• [TASK DETAILS]: Return every line of the data below that contains the word "water", treating uppercase and lowercase as different.
--- Begin INFORMATION SUPPLIED ---
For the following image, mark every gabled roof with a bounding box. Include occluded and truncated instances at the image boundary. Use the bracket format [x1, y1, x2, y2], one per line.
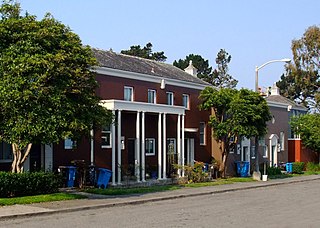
[266, 95, 307, 111]
[92, 48, 210, 86]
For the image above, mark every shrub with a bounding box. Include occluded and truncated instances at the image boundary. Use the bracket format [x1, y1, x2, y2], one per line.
[292, 162, 304, 174]
[0, 172, 62, 198]
[267, 167, 281, 176]
[306, 162, 320, 172]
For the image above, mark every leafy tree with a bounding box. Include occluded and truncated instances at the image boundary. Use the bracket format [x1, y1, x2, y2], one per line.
[277, 26, 320, 111]
[0, 1, 112, 172]
[208, 49, 238, 88]
[173, 54, 212, 81]
[290, 113, 320, 158]
[121, 43, 167, 62]
[200, 87, 271, 176]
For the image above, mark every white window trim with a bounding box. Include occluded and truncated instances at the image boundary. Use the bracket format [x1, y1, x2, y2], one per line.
[182, 93, 190, 110]
[145, 138, 156, 156]
[101, 126, 112, 149]
[167, 138, 177, 154]
[64, 138, 77, 150]
[0, 141, 13, 163]
[279, 131, 285, 151]
[166, 92, 174, 106]
[263, 145, 269, 158]
[123, 86, 133, 101]
[199, 122, 207, 146]
[148, 89, 157, 104]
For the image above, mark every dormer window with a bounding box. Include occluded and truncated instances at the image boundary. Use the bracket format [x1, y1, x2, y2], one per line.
[124, 86, 133, 101]
[182, 94, 190, 109]
[167, 92, 173, 105]
[148, 89, 157, 104]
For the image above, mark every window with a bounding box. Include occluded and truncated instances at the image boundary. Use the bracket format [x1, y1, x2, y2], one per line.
[262, 145, 268, 158]
[101, 125, 111, 148]
[167, 138, 177, 154]
[146, 138, 156, 156]
[148, 89, 157, 104]
[167, 92, 173, 105]
[124, 86, 133, 101]
[279, 131, 284, 151]
[0, 142, 12, 162]
[199, 122, 206, 145]
[182, 94, 190, 109]
[64, 138, 77, 150]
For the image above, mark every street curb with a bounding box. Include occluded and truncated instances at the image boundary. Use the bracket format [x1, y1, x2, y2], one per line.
[0, 177, 320, 221]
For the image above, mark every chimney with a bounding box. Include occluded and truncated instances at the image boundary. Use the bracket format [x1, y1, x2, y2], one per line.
[184, 60, 198, 77]
[271, 83, 280, 96]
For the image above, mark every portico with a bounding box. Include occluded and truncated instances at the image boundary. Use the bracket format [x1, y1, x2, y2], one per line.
[101, 100, 185, 185]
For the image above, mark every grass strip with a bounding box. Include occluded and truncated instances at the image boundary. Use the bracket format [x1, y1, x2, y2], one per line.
[0, 193, 86, 206]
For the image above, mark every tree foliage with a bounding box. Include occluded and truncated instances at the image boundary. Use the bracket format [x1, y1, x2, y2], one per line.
[173, 49, 238, 88]
[121, 42, 167, 62]
[277, 26, 320, 111]
[208, 49, 238, 88]
[290, 113, 320, 154]
[200, 87, 271, 175]
[0, 1, 112, 172]
[173, 54, 212, 81]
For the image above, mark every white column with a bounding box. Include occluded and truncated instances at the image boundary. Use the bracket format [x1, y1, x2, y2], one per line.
[158, 113, 162, 180]
[114, 110, 122, 184]
[111, 110, 116, 185]
[141, 112, 146, 182]
[177, 115, 181, 177]
[181, 115, 184, 177]
[162, 113, 167, 179]
[90, 129, 94, 165]
[135, 112, 141, 182]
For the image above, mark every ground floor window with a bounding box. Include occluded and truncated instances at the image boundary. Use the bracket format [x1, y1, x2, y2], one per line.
[146, 138, 156, 156]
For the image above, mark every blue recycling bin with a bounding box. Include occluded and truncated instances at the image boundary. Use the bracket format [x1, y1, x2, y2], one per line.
[97, 168, 112, 188]
[63, 166, 76, 188]
[286, 162, 292, 173]
[236, 161, 250, 177]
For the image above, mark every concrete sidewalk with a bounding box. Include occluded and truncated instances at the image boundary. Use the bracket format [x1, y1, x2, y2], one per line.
[0, 175, 320, 220]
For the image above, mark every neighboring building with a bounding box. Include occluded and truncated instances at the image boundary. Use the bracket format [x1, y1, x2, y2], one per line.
[0, 49, 212, 184]
[222, 84, 313, 175]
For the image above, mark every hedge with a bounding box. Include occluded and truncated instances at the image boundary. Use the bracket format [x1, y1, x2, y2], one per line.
[0, 172, 62, 198]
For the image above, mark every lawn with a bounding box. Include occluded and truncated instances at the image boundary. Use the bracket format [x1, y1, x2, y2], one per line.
[0, 193, 86, 206]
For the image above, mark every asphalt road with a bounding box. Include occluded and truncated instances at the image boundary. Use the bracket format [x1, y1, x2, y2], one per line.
[0, 180, 320, 228]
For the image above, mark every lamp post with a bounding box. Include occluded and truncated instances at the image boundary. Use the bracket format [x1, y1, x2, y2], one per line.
[253, 58, 291, 180]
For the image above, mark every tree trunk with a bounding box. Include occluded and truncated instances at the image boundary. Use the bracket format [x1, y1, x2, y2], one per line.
[11, 143, 32, 173]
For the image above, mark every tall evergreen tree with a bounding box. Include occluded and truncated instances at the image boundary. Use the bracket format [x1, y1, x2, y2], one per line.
[277, 26, 320, 111]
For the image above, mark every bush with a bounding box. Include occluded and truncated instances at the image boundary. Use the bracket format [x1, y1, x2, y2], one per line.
[267, 167, 281, 176]
[292, 162, 304, 174]
[0, 172, 62, 198]
[306, 162, 320, 172]
[176, 162, 208, 183]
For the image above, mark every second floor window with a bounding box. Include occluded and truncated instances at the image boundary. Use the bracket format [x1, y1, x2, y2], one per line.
[148, 89, 157, 104]
[64, 138, 77, 150]
[167, 92, 173, 105]
[0, 142, 12, 162]
[182, 94, 190, 109]
[124, 86, 133, 101]
[101, 125, 111, 148]
[199, 122, 206, 145]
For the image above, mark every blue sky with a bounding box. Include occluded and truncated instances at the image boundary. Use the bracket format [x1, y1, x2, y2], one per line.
[19, 0, 320, 89]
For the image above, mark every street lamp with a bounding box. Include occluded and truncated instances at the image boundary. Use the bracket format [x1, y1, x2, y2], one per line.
[253, 58, 291, 180]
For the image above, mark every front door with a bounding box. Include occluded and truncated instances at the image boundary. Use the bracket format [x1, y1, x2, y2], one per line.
[123, 139, 136, 176]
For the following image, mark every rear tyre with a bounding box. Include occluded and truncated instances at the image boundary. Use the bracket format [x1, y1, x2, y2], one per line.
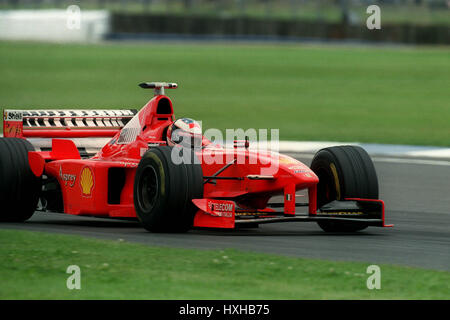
[0, 138, 42, 222]
[311, 146, 378, 232]
[134, 146, 203, 232]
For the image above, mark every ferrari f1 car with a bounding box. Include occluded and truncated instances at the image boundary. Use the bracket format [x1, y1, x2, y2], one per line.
[0, 82, 387, 232]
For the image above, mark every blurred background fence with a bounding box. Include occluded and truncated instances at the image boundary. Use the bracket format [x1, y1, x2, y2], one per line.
[0, 0, 450, 44]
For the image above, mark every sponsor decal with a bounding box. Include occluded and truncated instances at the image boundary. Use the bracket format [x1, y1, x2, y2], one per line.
[278, 155, 299, 164]
[208, 201, 234, 218]
[3, 110, 23, 121]
[320, 211, 364, 216]
[80, 167, 94, 197]
[59, 166, 77, 187]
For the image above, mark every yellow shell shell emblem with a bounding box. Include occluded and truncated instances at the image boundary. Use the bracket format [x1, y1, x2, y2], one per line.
[80, 167, 94, 196]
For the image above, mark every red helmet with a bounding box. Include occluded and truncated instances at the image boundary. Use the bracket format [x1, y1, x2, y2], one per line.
[167, 118, 202, 148]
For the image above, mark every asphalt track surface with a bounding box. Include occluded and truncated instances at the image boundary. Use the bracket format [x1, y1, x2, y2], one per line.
[0, 154, 450, 271]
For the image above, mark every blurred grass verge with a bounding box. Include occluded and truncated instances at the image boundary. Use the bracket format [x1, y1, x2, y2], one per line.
[0, 230, 450, 300]
[0, 42, 450, 146]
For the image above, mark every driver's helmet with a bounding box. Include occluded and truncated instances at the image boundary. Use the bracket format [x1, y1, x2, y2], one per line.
[167, 118, 202, 148]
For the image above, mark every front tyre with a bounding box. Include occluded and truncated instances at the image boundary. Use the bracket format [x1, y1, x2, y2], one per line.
[311, 146, 378, 232]
[0, 138, 42, 222]
[134, 146, 203, 232]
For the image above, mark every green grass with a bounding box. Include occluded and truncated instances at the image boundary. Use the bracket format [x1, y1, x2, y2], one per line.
[0, 230, 450, 300]
[0, 42, 450, 146]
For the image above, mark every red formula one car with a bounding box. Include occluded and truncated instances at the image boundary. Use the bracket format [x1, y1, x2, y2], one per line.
[0, 82, 386, 232]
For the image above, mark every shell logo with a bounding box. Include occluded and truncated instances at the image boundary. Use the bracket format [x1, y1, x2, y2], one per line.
[80, 167, 94, 196]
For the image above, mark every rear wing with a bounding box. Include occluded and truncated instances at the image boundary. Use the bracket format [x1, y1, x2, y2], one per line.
[3, 109, 137, 138]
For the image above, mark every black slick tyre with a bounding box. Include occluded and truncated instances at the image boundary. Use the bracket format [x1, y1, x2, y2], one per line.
[311, 146, 378, 232]
[0, 138, 42, 222]
[134, 146, 203, 232]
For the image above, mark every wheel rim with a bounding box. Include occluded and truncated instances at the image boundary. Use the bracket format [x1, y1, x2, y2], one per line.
[138, 166, 159, 212]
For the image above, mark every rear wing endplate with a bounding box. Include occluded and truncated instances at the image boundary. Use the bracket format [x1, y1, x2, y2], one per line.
[3, 109, 137, 138]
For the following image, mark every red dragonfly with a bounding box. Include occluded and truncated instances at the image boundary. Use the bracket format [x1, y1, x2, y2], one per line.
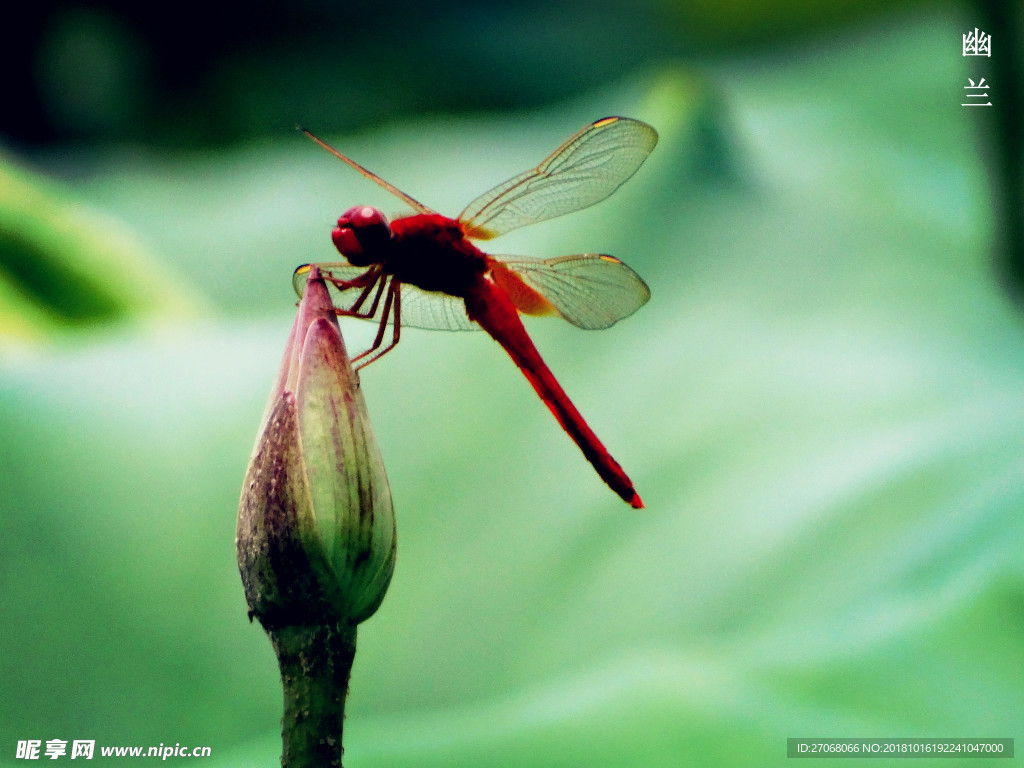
[295, 117, 657, 509]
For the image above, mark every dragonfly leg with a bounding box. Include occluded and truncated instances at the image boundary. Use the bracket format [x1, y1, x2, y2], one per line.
[324, 268, 385, 319]
[352, 278, 401, 371]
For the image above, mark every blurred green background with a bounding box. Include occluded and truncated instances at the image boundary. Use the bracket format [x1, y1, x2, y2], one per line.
[0, 0, 1024, 768]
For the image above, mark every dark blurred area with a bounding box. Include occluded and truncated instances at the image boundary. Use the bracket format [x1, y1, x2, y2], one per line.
[0, 0, 926, 148]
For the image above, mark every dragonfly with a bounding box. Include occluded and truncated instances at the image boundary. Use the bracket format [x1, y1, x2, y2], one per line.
[294, 117, 657, 509]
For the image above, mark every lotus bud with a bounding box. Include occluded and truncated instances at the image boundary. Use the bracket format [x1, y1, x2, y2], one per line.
[236, 267, 395, 632]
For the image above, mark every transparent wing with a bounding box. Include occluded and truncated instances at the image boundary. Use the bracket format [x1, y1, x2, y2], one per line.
[459, 118, 657, 240]
[490, 253, 650, 330]
[401, 283, 480, 331]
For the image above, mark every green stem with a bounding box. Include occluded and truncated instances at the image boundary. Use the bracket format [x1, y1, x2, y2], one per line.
[269, 624, 355, 768]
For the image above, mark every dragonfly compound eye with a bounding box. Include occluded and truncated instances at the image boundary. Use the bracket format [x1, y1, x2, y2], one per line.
[331, 206, 391, 266]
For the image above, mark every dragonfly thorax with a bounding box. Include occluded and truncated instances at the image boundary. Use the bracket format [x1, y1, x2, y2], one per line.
[331, 206, 391, 266]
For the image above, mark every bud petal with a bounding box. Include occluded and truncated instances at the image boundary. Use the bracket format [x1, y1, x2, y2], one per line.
[237, 267, 395, 630]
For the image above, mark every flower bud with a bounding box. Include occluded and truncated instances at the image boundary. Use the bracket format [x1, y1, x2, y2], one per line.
[236, 267, 395, 631]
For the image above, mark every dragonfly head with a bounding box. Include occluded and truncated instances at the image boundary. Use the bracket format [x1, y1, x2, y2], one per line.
[331, 206, 391, 266]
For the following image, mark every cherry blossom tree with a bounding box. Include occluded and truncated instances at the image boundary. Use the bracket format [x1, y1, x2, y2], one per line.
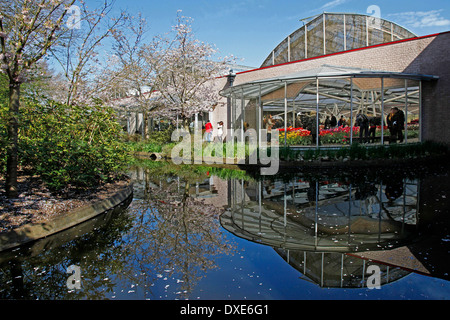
[0, 0, 125, 198]
[108, 15, 157, 136]
[153, 11, 233, 126]
[0, 0, 75, 197]
[49, 0, 126, 105]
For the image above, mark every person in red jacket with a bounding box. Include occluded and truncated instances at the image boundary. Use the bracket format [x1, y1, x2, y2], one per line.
[205, 120, 213, 142]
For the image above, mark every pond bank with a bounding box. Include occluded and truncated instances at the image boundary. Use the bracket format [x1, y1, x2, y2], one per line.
[0, 177, 133, 251]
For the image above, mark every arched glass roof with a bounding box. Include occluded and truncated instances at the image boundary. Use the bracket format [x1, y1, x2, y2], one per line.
[261, 13, 416, 67]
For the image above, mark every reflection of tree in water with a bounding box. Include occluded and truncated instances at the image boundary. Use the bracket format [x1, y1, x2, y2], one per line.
[126, 175, 236, 298]
[0, 205, 131, 300]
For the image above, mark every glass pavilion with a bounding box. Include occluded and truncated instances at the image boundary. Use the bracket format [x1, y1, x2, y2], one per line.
[221, 13, 437, 148]
[261, 13, 416, 67]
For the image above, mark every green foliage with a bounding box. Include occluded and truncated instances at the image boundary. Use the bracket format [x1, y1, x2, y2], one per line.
[15, 101, 126, 190]
[0, 73, 9, 176]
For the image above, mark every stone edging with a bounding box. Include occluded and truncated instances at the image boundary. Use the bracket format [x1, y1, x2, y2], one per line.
[0, 183, 133, 252]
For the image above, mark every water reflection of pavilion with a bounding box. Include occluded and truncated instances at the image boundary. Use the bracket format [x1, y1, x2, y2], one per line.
[221, 179, 428, 288]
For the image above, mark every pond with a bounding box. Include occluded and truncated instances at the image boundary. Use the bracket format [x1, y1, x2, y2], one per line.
[0, 161, 450, 300]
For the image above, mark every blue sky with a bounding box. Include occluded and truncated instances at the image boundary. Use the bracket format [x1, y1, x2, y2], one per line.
[107, 0, 450, 67]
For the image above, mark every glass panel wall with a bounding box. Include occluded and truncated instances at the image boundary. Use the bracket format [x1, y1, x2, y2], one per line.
[227, 77, 420, 148]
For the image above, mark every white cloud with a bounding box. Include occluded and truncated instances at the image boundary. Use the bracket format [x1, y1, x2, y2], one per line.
[388, 9, 450, 28]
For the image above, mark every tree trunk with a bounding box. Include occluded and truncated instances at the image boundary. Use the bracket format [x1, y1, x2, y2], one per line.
[6, 83, 20, 198]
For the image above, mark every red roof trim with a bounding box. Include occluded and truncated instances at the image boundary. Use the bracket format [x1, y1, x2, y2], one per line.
[232, 31, 450, 78]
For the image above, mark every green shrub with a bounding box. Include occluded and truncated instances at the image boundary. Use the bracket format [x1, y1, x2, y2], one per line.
[19, 101, 126, 190]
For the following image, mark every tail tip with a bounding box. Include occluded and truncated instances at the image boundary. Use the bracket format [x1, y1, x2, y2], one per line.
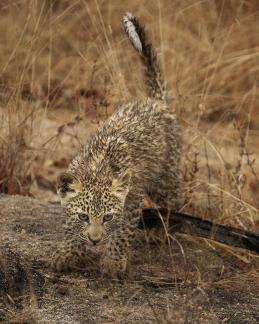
[122, 12, 143, 54]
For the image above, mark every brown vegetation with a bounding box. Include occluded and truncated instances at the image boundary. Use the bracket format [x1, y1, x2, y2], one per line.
[0, 0, 259, 323]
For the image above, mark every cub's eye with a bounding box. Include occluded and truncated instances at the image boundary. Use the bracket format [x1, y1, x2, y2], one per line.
[103, 214, 113, 223]
[78, 213, 89, 223]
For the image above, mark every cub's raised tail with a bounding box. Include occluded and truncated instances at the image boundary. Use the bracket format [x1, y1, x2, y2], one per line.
[122, 13, 166, 100]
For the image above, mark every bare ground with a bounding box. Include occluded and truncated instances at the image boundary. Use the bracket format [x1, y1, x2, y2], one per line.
[0, 195, 259, 323]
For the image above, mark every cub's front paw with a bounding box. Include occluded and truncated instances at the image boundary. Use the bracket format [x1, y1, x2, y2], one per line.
[101, 255, 128, 279]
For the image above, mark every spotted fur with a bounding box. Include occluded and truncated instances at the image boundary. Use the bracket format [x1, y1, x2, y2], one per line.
[54, 14, 181, 277]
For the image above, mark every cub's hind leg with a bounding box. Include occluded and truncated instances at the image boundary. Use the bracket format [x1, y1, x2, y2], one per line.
[101, 193, 143, 279]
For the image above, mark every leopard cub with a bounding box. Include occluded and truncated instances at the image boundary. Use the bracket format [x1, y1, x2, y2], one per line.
[53, 13, 181, 277]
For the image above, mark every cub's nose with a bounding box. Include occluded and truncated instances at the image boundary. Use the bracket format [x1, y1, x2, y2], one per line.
[88, 235, 101, 245]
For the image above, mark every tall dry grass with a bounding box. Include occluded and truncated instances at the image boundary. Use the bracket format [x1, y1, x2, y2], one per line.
[0, 0, 259, 227]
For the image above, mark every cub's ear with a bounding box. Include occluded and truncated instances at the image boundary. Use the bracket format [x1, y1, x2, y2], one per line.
[111, 171, 131, 202]
[57, 172, 82, 205]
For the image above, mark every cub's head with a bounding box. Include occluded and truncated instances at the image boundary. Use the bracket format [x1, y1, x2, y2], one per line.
[58, 172, 131, 245]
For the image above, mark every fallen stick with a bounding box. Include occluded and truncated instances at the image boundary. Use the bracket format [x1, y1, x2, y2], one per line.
[140, 209, 259, 253]
[0, 195, 259, 253]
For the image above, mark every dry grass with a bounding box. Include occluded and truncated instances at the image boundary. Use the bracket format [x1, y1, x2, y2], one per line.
[0, 0, 259, 323]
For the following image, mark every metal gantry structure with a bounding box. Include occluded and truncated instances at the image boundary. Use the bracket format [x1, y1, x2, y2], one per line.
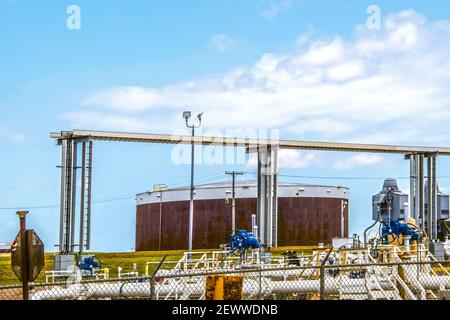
[50, 130, 450, 253]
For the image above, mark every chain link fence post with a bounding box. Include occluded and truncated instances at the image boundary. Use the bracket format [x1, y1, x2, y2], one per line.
[319, 265, 325, 300]
[150, 276, 156, 300]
--- End INFORMATION SUPPLIED ---
• [COMPLETED TASK]:
For the image above, mark every reflection of tree in water with a bounding box. Include occluded and truncated instances at the image boundary. Use the bracket format [x1, y1, x2, y2], one per line.
For the image above, mark every water reflection of pavilion with a bounding box. Include occluded and truncated instances at the image boundary. Use the bracket format [x1, y1, x2, y2], one per line.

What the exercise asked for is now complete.